[Records from a data collection]
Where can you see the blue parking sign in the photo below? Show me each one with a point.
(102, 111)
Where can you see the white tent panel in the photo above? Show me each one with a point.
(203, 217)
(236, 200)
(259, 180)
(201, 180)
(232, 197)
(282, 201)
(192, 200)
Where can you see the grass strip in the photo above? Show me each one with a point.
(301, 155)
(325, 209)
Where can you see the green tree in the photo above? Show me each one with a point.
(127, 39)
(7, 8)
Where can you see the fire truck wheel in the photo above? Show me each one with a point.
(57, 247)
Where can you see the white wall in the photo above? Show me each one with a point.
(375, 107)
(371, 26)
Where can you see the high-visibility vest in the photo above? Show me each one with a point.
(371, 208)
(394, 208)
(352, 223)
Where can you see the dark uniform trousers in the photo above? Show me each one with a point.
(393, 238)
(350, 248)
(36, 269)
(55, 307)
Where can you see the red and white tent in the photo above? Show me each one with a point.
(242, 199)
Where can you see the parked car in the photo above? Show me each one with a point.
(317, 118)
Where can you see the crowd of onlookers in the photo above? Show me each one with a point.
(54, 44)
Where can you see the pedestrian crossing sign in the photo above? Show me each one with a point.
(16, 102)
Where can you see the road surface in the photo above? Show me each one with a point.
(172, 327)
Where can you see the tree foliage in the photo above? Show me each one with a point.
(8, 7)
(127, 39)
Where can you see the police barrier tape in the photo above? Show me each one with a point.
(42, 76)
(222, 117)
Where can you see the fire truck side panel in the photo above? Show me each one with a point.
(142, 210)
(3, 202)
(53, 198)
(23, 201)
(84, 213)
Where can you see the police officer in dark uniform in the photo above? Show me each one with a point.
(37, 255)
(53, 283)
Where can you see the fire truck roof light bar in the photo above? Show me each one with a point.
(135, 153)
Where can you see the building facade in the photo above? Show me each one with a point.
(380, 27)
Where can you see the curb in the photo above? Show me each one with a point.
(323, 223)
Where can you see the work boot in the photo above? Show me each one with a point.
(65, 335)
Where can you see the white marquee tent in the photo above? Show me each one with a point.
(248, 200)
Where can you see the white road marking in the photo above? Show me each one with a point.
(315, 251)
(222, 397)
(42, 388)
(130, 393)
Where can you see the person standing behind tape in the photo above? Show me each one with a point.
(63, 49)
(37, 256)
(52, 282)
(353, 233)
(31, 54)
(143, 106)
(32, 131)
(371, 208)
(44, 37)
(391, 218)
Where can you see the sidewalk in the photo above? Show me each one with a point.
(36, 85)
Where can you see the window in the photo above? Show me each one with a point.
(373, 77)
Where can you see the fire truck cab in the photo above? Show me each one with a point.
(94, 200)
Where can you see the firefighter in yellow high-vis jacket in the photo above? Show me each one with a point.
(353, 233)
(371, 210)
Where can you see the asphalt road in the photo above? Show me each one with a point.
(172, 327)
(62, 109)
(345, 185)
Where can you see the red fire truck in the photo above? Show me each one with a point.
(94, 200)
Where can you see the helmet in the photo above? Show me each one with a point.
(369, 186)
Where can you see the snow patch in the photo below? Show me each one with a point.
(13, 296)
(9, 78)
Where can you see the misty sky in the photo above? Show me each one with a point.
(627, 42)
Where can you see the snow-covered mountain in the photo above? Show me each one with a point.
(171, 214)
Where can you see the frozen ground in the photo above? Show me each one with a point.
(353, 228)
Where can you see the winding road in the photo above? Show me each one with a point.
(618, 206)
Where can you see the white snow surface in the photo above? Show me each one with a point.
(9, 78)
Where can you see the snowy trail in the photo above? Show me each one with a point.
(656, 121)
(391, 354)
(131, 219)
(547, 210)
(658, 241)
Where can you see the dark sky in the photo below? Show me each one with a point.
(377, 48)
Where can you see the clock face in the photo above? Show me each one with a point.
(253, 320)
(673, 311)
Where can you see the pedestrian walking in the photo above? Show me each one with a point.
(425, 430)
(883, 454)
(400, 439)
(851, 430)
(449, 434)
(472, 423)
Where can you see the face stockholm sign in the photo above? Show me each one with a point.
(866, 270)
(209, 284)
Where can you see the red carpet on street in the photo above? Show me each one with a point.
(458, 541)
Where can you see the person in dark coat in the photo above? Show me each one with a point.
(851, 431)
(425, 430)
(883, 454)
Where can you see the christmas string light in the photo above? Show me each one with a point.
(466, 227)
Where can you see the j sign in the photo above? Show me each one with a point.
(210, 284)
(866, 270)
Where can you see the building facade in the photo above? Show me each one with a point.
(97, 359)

Assignment ▸ Retype all of the records so that every line matches the original exactly.

Task answer ▸
Where can you see the blue parking sign in the photo below? Show me each one with a point.
(102, 111)
Where can you see the white tent panel in the photo above? Show me each one with a point.
(203, 217)
(236, 200)
(259, 180)
(201, 180)
(232, 197)
(282, 201)
(192, 200)
Where can you see the grass strip in the photo above? Show me each one with a point.
(301, 155)
(325, 209)
Where can you see the green tree in the photo above? Show me each one with a point.
(127, 39)
(7, 8)
Where can you see the fire truck wheel in the photo above? Show me each one with a point.
(57, 247)
Where can you see the white wall in the photo above? Show me each one with a point.
(375, 107)
(371, 26)
Where can you see the high-visibility vest in the photo above? Show me each one with a point.
(371, 208)
(394, 208)
(352, 223)
Where can you see the dark uniform trousers in the photo above? Show me each one with a point.
(393, 238)
(350, 248)
(36, 269)
(55, 307)
Where can you see the red and white tent in the photo above? Show me each one with a point.
(242, 199)
Where can you see the parked car in the photo above? Show me each one with a point.
(317, 118)
Where can you see the crowd of onlookers in the photo above? Show me each one with a point.
(54, 44)
Where can you see the pedestrian crossing sign in the photo above? Show me each one with a point.
(16, 102)
Where can you see the road surface in the photo above? Show me each one with a point.
(172, 327)
Where can you see the tree foliage in the photo above? Show me each one with a point.
(8, 7)
(127, 39)
Where can you see the police barrier tape in the photo above? Show me each one with a point.
(42, 76)
(222, 117)
Where can you see the fire truck side panel in the photo above? Show me each one with a point.
(142, 210)
(3, 202)
(53, 198)
(23, 201)
(84, 213)
Where can you see the police officer in dark uniform in the photo above? Show me each one with a point.
(37, 255)
(53, 283)
Where can you see the fire truck roof light bar in the photo above? Show me each one with a point.
(135, 153)
Where can you see the building facade in the photo above? Show me each one with a point.
(380, 27)
Where can you see the curb in the photo above? Show me each one with a point.
(323, 223)
Where can you see the work boot in the photo above? Show me each one with a point.
(65, 335)
Where can you see the white marquee tent in the photo above? Show me each one with a point.
(248, 200)
Where can you see the white road marking in the photo above? Show me each one with a point.
(315, 251)
(222, 397)
(42, 388)
(130, 393)
Where can you see the person standing behind tape in the photo above? Show me each one with a point.
(63, 49)
(37, 256)
(52, 282)
(353, 233)
(31, 54)
(143, 106)
(32, 131)
(371, 208)
(44, 37)
(391, 218)
Where can you see the sidewalk in the photo above? Show me each one with a point.
(36, 85)
Where can you see the window in the photo above? Show me each one with a point.
(373, 77)
Where can you see the fire truck cab in the photo above? Show me each one with a point.
(94, 200)
Where can you see the firefighter in yellow high-vis jacket in the photo above? Show me each one with a point.
(353, 233)
(371, 210)
Where can you see the asphalt road in the photo above? Show me each one with a point.
(172, 327)
(62, 109)
(345, 185)
Where can you see the red fire truck in the photo above? Show me each one with a point.
(94, 200)
Where can you see the helmet in the photo above? Show me each one with a point.
(369, 186)
Where can you see the snow patch in the photo below? Show me each one with a point.
(13, 296)
(9, 78)
Where can you see the misty sky in the photo above? Show me each one with a point.
(627, 42)
Where can you see the snow-covered mountain in the photo above? Show me each one with a point.
(171, 214)
Where can you see the frozen ground in the photo above? Show me each one with a point.
(353, 228)
Where can you see the winding road in the photo above? Show me each one with a point.
(618, 206)
Where can you see the white snow surface in the photo above? Show me each one with a point.
(9, 78)
Where can you see the snowy trail in the photo above? Show me each one with a point.
(656, 121)
(391, 354)
(131, 219)
(547, 210)
(658, 241)
Where can you see the dark sky in the photo below? Show me each one with a point.
(377, 48)
Where can you see the clock face in the photo above? Show me each one with a point.
(253, 320)
(673, 311)
Where can you see the pedestrian walking in the photo above? Show me each one with a point.
(425, 430)
(883, 454)
(400, 439)
(851, 430)
(449, 434)
(472, 423)
Where can you see the face stockholm sign in the photo above? Show me each one with a point.
(866, 270)
(209, 284)
Where can you see the red carpet on street in the photo above? Show me each one with a point.
(458, 541)
Where can you see the person in dark coat in the photo above? Show me each one with a point.
(851, 431)
(425, 430)
(883, 454)
Where can you see the christmas string light in the photo above? Show me each one with a point.
(466, 227)
Where can you see the j sign in the photo above? Show me each one with a point.
(210, 284)
(866, 270)
Where can you see the building facade in the photo above? Show me each one with a point.
(97, 359)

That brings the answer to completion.